Continúa la crónica de la tertulia sobre suplementos literarios en Valladolid a partir de su última frase.

**Fragmento de texto:**
================
No pude ver a Teresa Velázquez, ni tampoco a Aguayo, Sinaga, Lagunas o Broto, que figuran en la colección permanente del museo pero no están expuestos; sí una delicada escultura de Honorio García Condoy y un Saura. La colección no me volvió loco, aunque no está mal. Sí me gustó el edificio, la vocación pedagógica que tiene, su apuesta por el arte contemporáneo, la muestra de Jordi Colomer Y de allí nos fuimos a la reunión en torno a la narrativa española en los suplementos literarios, que se hacía en el Aula Triste del Palacio de Santa Cruz. El marco era extraño, todo rodeado de decanos y rectores en pintura, claro, y con un imponente coro o sala de reuniones con cadieras de madera labrada. Habría alrededor de 50 o 60 personas entre el público. Hablábamos Fernando Valls, Juan Antonio Tono Masoliver, Blanca Berasátegui (responsable del El Cultural de El Mundo), Mercedes Monmany (estudiosa de literatura extranjera, especialmente de italiana, y crítica del Cultural de la ABC), José María Guelbenzu (escritor, editor de Alfaguara y Taurus durante años, y crítico de El País) y yo, que había llevado algunos suplementos de Artes & Letras, que entregamos a la gente. Fue una tertulia divertida, con el humor de Masoliver, con el rigor de Guelbenzu, la solidez de Monmany, la larga aventura en los suplementos de Blanca Berasátegui (que, siendo a la persona que menos conocía, me pareció muy afectuosa), el conocimiento de casi todo de Valls. Se habló de cómo se hacen los suplementos, si se vende más o no el día que salen, de la obsesión por hacer visible lo invisible, de si la peor crítica es el silencio, del conflicto El País y Echevarría, de si una reseña debe ser o no ser educativa, etc. Yo, según nos han dicho en Heraldo nuestros especialistas en ventas y marketing, recordé que los jueves no vendemos más periódicos. Al final, Germán Delibes se acercó a saludarnos. Y también el historiador de Chantada, Almuiñas, amigo de Eloy Fernández Clemente, Carlos Forcadell o Carmelo Romero, y hablamos un rato en gallego. ¿Quién me iba a decir a mí que acabaría la tarde hablando en galego en Valladolid?
================
**Datos almacenados:**
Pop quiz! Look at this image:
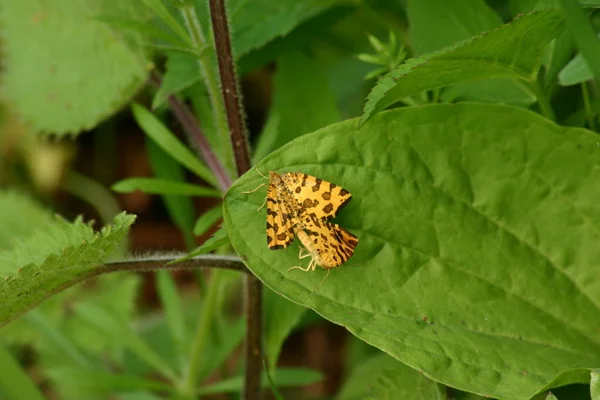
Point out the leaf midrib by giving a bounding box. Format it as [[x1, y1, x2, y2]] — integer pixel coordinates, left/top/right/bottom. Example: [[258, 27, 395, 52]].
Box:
[[227, 159, 599, 354]]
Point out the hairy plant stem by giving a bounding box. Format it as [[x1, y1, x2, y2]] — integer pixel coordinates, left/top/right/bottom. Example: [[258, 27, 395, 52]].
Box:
[[209, 0, 263, 400], [149, 71, 232, 193], [179, 3, 232, 173]]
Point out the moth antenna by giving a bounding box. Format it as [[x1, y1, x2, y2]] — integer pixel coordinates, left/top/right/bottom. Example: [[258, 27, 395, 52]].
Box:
[[242, 183, 265, 194], [254, 167, 269, 180]]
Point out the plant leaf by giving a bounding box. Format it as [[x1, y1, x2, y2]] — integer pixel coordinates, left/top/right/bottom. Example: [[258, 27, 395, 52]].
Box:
[[142, 0, 191, 45], [361, 10, 563, 124], [558, 54, 594, 86], [336, 354, 446, 400], [0, 213, 135, 326], [559, 0, 600, 86], [146, 137, 194, 246], [131, 104, 216, 186], [0, 0, 146, 135], [112, 178, 221, 198], [223, 104, 600, 399], [407, 0, 536, 106], [194, 204, 223, 236], [197, 368, 323, 395]]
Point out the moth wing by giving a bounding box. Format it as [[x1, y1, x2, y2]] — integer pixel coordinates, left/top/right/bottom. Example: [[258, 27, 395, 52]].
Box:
[[267, 184, 294, 250], [281, 172, 352, 219], [299, 217, 358, 268]]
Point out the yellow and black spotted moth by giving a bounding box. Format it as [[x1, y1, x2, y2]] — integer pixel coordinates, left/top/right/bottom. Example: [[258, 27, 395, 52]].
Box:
[[244, 171, 358, 271]]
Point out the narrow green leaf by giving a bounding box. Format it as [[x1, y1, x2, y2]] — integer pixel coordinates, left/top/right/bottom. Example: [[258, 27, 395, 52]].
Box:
[[336, 354, 446, 400], [146, 138, 194, 246], [62, 273, 141, 356], [590, 370, 600, 400], [112, 178, 221, 198], [23, 309, 92, 368], [560, 0, 600, 82], [156, 271, 188, 368], [0, 345, 45, 400], [48, 366, 173, 393], [257, 52, 340, 155], [0, 0, 147, 135], [223, 104, 600, 400], [252, 108, 281, 165], [263, 288, 306, 374], [197, 368, 323, 395], [407, 0, 536, 106], [76, 303, 177, 381], [152, 53, 201, 109], [198, 314, 246, 381], [227, 0, 356, 57], [558, 54, 594, 86], [0, 213, 135, 326], [361, 10, 562, 124], [406, 0, 502, 55], [194, 204, 223, 236], [167, 228, 229, 265], [131, 104, 216, 186], [263, 363, 285, 400], [94, 14, 185, 47], [142, 0, 191, 45]]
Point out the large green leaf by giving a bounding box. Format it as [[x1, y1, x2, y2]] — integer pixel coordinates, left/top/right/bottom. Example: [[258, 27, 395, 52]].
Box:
[[0, 213, 135, 326], [223, 104, 600, 399], [362, 10, 563, 122], [0, 0, 146, 134], [336, 354, 446, 400]]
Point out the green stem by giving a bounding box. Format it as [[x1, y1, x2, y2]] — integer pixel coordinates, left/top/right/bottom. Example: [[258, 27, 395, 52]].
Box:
[[180, 4, 233, 170], [581, 82, 596, 131], [529, 79, 556, 122], [181, 271, 226, 399]]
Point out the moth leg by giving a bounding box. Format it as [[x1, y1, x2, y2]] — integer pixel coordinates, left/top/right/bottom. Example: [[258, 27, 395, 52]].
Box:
[[309, 268, 331, 298], [298, 247, 311, 260], [288, 261, 312, 272], [256, 197, 267, 212]]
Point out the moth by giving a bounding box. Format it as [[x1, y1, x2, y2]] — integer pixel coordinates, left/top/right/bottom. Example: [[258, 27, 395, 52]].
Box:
[[243, 171, 358, 271]]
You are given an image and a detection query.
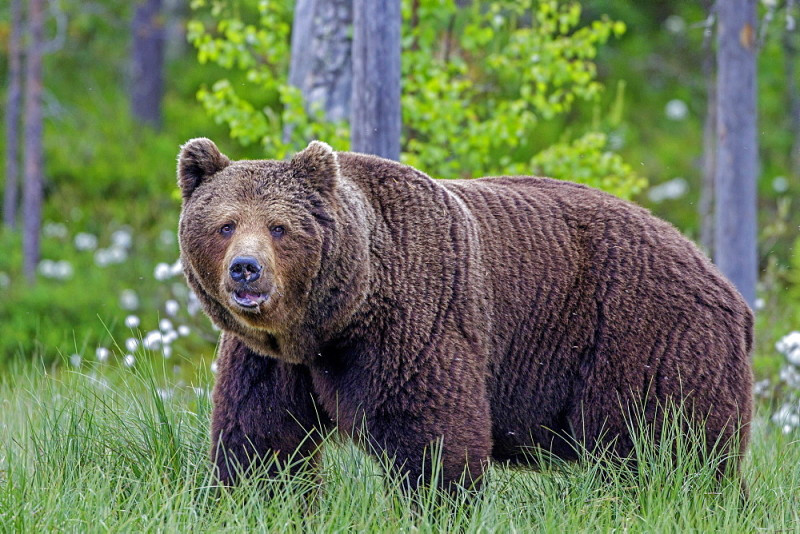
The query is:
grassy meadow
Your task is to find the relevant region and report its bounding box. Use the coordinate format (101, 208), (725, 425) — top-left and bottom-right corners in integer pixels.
(0, 365), (800, 532)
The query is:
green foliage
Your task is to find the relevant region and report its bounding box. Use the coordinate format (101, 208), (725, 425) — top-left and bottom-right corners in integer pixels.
(187, 0), (349, 159)
(189, 0), (645, 198)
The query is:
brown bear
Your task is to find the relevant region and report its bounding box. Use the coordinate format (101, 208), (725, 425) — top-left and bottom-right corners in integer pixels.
(178, 139), (753, 494)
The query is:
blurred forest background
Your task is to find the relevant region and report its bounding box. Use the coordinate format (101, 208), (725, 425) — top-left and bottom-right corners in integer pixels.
(0, 0), (800, 390)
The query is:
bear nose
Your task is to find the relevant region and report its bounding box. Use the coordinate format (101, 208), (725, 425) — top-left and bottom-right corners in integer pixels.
(229, 256), (261, 282)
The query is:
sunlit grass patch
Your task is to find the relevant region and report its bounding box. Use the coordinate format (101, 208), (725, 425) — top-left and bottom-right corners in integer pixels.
(0, 364), (800, 532)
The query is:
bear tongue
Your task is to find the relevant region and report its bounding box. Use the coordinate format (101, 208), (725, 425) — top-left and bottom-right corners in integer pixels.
(236, 291), (262, 306)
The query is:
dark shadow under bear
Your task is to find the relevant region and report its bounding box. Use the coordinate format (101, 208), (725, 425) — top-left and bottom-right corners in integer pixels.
(178, 139), (753, 494)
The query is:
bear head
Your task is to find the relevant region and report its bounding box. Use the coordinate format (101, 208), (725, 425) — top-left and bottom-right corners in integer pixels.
(178, 138), (361, 363)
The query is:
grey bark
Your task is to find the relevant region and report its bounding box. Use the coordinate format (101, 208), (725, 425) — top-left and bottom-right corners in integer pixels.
(3, 0), (22, 228)
(698, 2), (717, 257)
(350, 0), (401, 160)
(714, 0), (758, 306)
(131, 0), (164, 128)
(284, 0), (353, 142)
(22, 0), (44, 281)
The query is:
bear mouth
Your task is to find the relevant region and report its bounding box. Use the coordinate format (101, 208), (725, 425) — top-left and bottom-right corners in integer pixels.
(231, 289), (269, 310)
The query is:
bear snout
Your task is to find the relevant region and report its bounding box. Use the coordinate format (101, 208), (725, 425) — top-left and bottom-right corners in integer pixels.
(228, 256), (262, 283)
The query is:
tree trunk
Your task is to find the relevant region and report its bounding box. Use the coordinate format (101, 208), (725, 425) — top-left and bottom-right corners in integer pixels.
(350, 0), (401, 160)
(284, 0), (353, 141)
(698, 2), (717, 258)
(714, 0), (758, 306)
(131, 0), (164, 128)
(22, 0), (44, 281)
(3, 0), (22, 228)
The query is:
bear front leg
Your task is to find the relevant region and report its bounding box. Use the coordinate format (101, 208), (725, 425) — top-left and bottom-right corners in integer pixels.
(369, 398), (491, 491)
(364, 355), (492, 491)
(211, 333), (329, 485)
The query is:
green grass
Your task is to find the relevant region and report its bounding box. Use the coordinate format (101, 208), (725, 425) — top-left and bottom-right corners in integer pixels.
(0, 366), (800, 533)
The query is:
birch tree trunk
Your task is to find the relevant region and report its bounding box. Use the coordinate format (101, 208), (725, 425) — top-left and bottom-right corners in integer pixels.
(3, 0), (22, 228)
(714, 0), (758, 306)
(698, 2), (717, 257)
(289, 0), (353, 121)
(350, 0), (401, 160)
(22, 0), (44, 281)
(131, 0), (164, 128)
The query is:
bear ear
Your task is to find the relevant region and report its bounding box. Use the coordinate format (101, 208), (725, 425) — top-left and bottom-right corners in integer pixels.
(291, 141), (339, 193)
(178, 137), (231, 199)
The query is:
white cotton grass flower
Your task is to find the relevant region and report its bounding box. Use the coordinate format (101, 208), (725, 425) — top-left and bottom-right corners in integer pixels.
(94, 248), (111, 267)
(664, 98), (689, 121)
(772, 176), (789, 193)
(107, 245), (128, 264)
(38, 259), (73, 280)
(125, 314), (141, 329)
(161, 330), (178, 345)
(42, 222), (67, 239)
(153, 262), (170, 282)
(169, 282), (189, 300)
(94, 347), (111, 362)
(647, 180), (689, 204)
(778, 365), (800, 389)
(142, 330), (162, 350)
(775, 332), (800, 367)
(119, 289), (139, 311)
(125, 337), (139, 352)
(111, 227), (133, 249)
(73, 232), (97, 251)
(169, 258), (183, 276)
(164, 299), (181, 317)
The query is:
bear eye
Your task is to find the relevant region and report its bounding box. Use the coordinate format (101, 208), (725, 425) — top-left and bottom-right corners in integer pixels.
(219, 223), (236, 237)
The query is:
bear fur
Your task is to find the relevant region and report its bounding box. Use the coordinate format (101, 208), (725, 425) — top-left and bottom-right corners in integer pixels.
(178, 139), (753, 487)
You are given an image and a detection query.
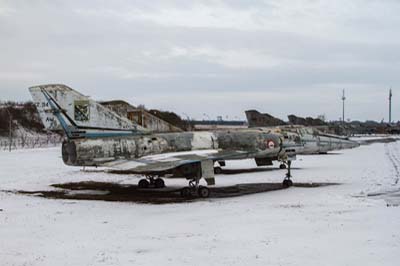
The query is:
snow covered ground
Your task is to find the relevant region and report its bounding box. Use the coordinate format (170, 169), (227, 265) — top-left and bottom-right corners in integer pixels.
(0, 142), (400, 266)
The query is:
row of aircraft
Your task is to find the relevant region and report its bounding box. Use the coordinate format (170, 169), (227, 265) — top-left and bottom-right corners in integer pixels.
(29, 84), (359, 198)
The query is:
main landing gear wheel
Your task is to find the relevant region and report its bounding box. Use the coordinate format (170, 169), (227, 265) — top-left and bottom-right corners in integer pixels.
(282, 179), (293, 188)
(214, 167), (222, 175)
(181, 187), (192, 199)
(154, 178), (165, 188)
(282, 161), (293, 188)
(181, 179), (210, 199)
(138, 179), (150, 188)
(197, 186), (210, 198)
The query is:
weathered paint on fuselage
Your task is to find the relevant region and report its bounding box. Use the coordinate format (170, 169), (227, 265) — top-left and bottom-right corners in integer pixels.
(263, 126), (360, 155)
(62, 130), (285, 166)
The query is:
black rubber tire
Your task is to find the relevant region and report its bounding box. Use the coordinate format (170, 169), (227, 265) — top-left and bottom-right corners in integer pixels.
(282, 179), (293, 188)
(197, 186), (210, 198)
(154, 178), (165, 188)
(181, 187), (192, 199)
(138, 179), (150, 188)
(214, 167), (222, 175)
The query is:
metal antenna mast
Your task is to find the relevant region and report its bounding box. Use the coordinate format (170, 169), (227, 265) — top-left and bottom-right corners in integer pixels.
(342, 89), (346, 123)
(389, 88), (393, 124)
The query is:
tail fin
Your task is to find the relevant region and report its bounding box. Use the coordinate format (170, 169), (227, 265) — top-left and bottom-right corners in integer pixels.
(29, 84), (147, 138)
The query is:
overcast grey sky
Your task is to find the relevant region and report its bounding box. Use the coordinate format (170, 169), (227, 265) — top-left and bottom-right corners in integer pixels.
(0, 0), (400, 120)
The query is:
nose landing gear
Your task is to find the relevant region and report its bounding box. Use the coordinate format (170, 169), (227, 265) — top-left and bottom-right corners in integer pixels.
(282, 161), (293, 188)
(138, 177), (165, 188)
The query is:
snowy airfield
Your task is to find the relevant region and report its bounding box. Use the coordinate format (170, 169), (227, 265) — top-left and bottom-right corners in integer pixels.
(0, 142), (400, 266)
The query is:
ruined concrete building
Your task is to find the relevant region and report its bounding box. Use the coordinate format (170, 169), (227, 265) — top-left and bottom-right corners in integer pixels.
(101, 100), (182, 132)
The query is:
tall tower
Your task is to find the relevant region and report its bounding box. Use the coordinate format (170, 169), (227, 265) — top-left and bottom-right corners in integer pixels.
(342, 89), (346, 123)
(389, 88), (393, 124)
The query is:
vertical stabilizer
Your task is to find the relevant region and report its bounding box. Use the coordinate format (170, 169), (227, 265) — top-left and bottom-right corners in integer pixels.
(29, 84), (146, 138)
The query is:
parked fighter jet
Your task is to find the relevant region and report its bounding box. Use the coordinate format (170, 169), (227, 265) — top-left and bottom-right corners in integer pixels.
(29, 85), (301, 197)
(246, 110), (360, 164)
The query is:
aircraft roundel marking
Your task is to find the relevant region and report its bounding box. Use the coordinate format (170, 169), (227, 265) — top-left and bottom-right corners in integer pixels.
(265, 140), (275, 149)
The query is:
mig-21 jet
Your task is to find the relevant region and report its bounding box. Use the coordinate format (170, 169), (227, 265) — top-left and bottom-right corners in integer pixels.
(29, 84), (338, 197)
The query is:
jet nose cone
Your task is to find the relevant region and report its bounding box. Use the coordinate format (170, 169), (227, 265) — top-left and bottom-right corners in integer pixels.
(350, 141), (360, 148)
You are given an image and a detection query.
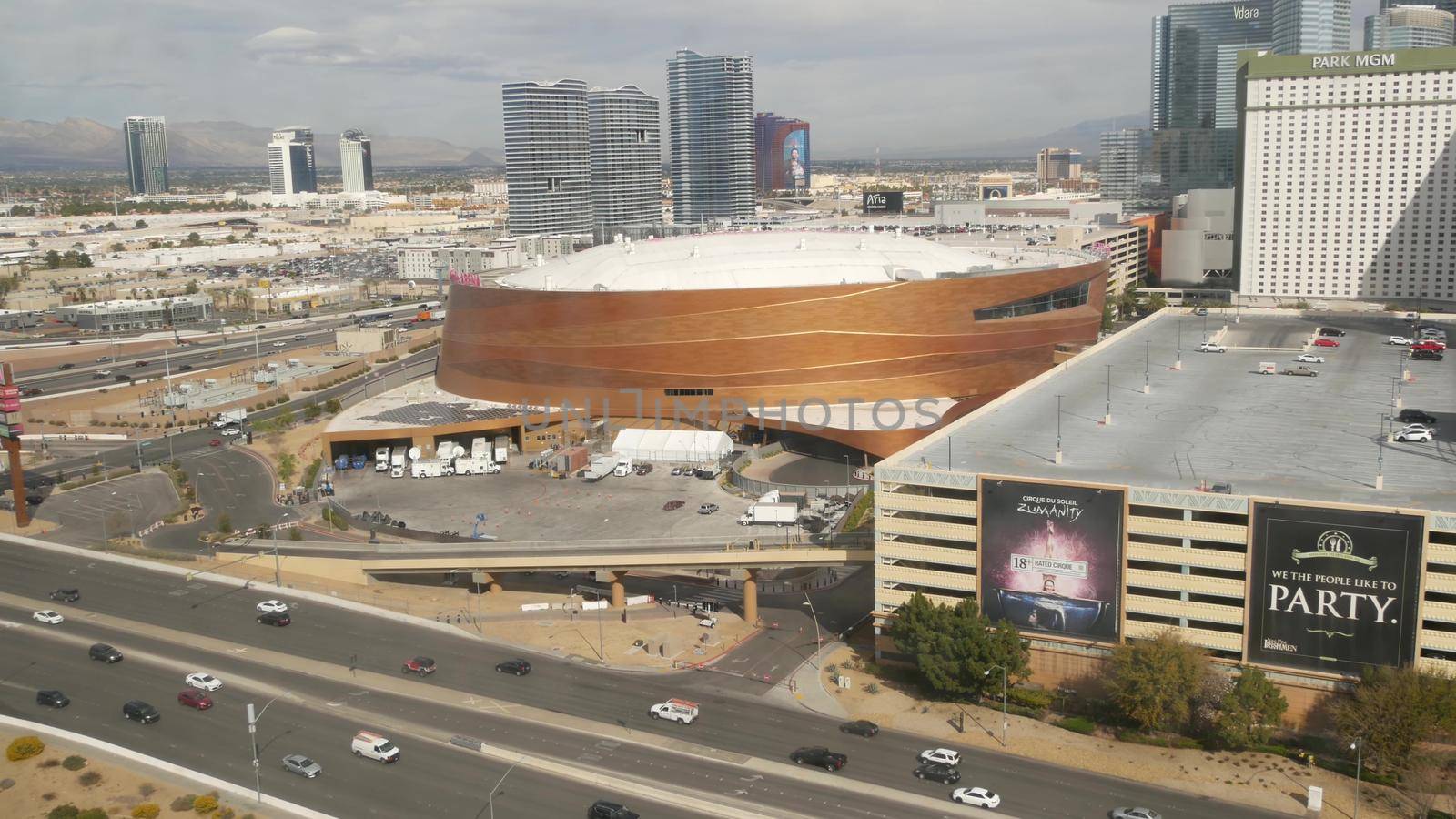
================
**Respuesta a continuación:**
Ya de noche, prosiguió la tertulia. Aparecieron muchos nombres: Juan Manuel de Prada, Lucía Etxebarria, Julio Llamazares, Félix Romeo, que había sido el arrollador dueño de la noche anterior vallisoletana, Javier Cercas, que está a punto de publicar una nueva novela, Ignacio Martínez de Pisón y su libro de ensayo narrativo Enterrar a los muertos. Hubo contagio de risas, escasas maledicencias, algunas discrepancias en torno a una novela -Fernando Valls dijo que La ruina del mundo de Luis Mateo Díez era uno de los grandes libros en España de los últimos años, y yo recordé que me recordaba el mundo de Os escuros soños de Clío, y que era un gran libro, sin duda, heredero de Juan Rulfo, pero que no estaba nada seguro que fuese el mejor de Mateo Díez- y buen rollo. A mí lado se sentó Alejandro Cuevas, que sería el cicerone de una noche sin copas. Valladolid cerró demasiado pronto sus tabernas. Creo que Alejandro se marchó desconcertado, pero a mí me cayó espléndidamente y además es un magnífico escritor con el que he compartido catálogo en Destino. El delirio nocturno fue breve, pero delicioso: nos reímos un poco por las calles, estuvimos de entrar en un garito de señoras, más bien por error, recordamos no sé a santo de qué a Vázquez Montalbán y nos despedimos. Llevábamos ya Las venas con poca sangre, los ojos con mucha noche.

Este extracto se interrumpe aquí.